> [TASK DESCRIPTION]: Extract every line of the material below that contains the string "bbox". Copy each of those lines in full.

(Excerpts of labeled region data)
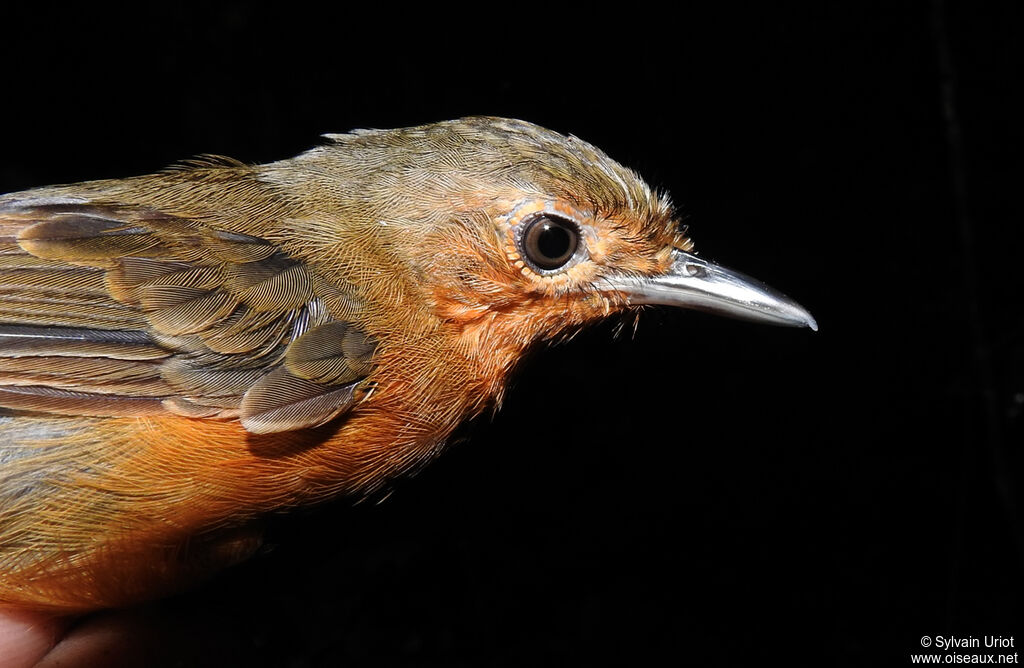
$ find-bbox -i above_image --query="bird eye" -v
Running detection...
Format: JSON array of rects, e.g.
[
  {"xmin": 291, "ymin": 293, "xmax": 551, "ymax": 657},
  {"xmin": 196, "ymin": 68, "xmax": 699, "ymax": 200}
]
[{"xmin": 520, "ymin": 215, "xmax": 580, "ymax": 272}]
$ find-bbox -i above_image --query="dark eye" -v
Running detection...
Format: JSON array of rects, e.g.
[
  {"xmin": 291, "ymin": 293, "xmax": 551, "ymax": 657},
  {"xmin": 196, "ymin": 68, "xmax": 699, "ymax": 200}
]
[{"xmin": 521, "ymin": 215, "xmax": 580, "ymax": 272}]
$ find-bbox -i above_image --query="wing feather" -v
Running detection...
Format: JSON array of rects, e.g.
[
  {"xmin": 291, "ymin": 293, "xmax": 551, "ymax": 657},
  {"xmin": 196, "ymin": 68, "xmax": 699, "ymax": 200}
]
[{"xmin": 0, "ymin": 194, "xmax": 376, "ymax": 433}]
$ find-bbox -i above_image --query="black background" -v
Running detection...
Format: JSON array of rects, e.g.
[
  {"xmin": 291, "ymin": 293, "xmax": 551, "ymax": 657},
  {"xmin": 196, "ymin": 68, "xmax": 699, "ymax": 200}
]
[{"xmin": 0, "ymin": 0, "xmax": 1024, "ymax": 666}]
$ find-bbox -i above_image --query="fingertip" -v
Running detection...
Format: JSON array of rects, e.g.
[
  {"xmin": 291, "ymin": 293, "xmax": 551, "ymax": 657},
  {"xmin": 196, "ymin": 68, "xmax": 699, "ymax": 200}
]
[{"xmin": 0, "ymin": 608, "xmax": 67, "ymax": 668}]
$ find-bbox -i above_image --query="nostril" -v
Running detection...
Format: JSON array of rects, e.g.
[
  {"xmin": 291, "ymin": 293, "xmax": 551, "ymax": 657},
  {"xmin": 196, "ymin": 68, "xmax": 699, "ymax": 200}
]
[{"xmin": 683, "ymin": 264, "xmax": 708, "ymax": 279}]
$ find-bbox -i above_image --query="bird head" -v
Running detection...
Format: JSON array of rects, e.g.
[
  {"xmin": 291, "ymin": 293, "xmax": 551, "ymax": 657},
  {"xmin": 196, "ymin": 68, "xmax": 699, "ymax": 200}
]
[{"xmin": 284, "ymin": 118, "xmax": 817, "ymax": 362}]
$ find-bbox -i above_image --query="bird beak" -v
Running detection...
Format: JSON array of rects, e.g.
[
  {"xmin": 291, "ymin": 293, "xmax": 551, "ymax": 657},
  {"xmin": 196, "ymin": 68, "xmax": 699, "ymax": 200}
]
[{"xmin": 610, "ymin": 250, "xmax": 818, "ymax": 332}]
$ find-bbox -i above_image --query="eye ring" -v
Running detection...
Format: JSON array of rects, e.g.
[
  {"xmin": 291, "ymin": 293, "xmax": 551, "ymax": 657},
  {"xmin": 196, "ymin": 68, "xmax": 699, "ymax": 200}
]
[{"xmin": 519, "ymin": 213, "xmax": 586, "ymax": 275}]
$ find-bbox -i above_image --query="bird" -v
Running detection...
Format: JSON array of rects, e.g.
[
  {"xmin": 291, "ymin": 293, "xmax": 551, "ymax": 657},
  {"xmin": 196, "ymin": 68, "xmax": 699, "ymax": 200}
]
[{"xmin": 0, "ymin": 117, "xmax": 817, "ymax": 614}]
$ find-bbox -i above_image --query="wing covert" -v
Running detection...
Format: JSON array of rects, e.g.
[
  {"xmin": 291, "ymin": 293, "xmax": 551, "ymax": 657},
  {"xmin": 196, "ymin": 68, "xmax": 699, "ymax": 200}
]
[{"xmin": 0, "ymin": 192, "xmax": 376, "ymax": 433}]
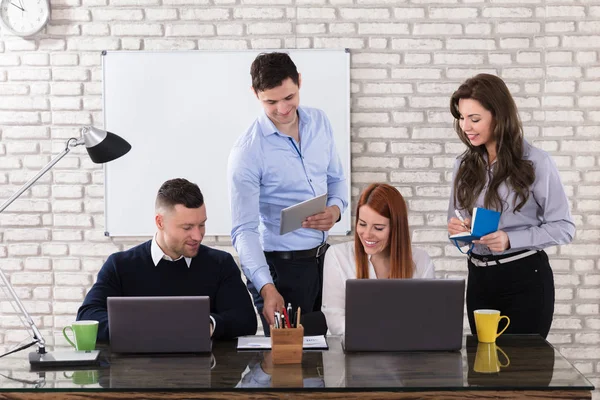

> [WRITTEN ANSWER]:
$ find-bbox -i above_image --query="bird eye" -v
$ find-bbox -i above_image --query="dark eye" -v
$ find-bbox -i above_image --query="wing feather" -v
$ find-bbox -i above_image --query="black background" -v
$ find-bbox -i above_image --query="fingertip" -v
$ find-bbox -i above_image --query="nostril" -v
$ find-bbox -i above_image --query="bird head" -v
$ find-bbox -i above_image --query="bird beak" -v
$ find-bbox -i above_image --query="eye ring" -v
$ find-bbox -i above_image --query="bird" -v
$ find-bbox -i above_image --query="wing covert" -v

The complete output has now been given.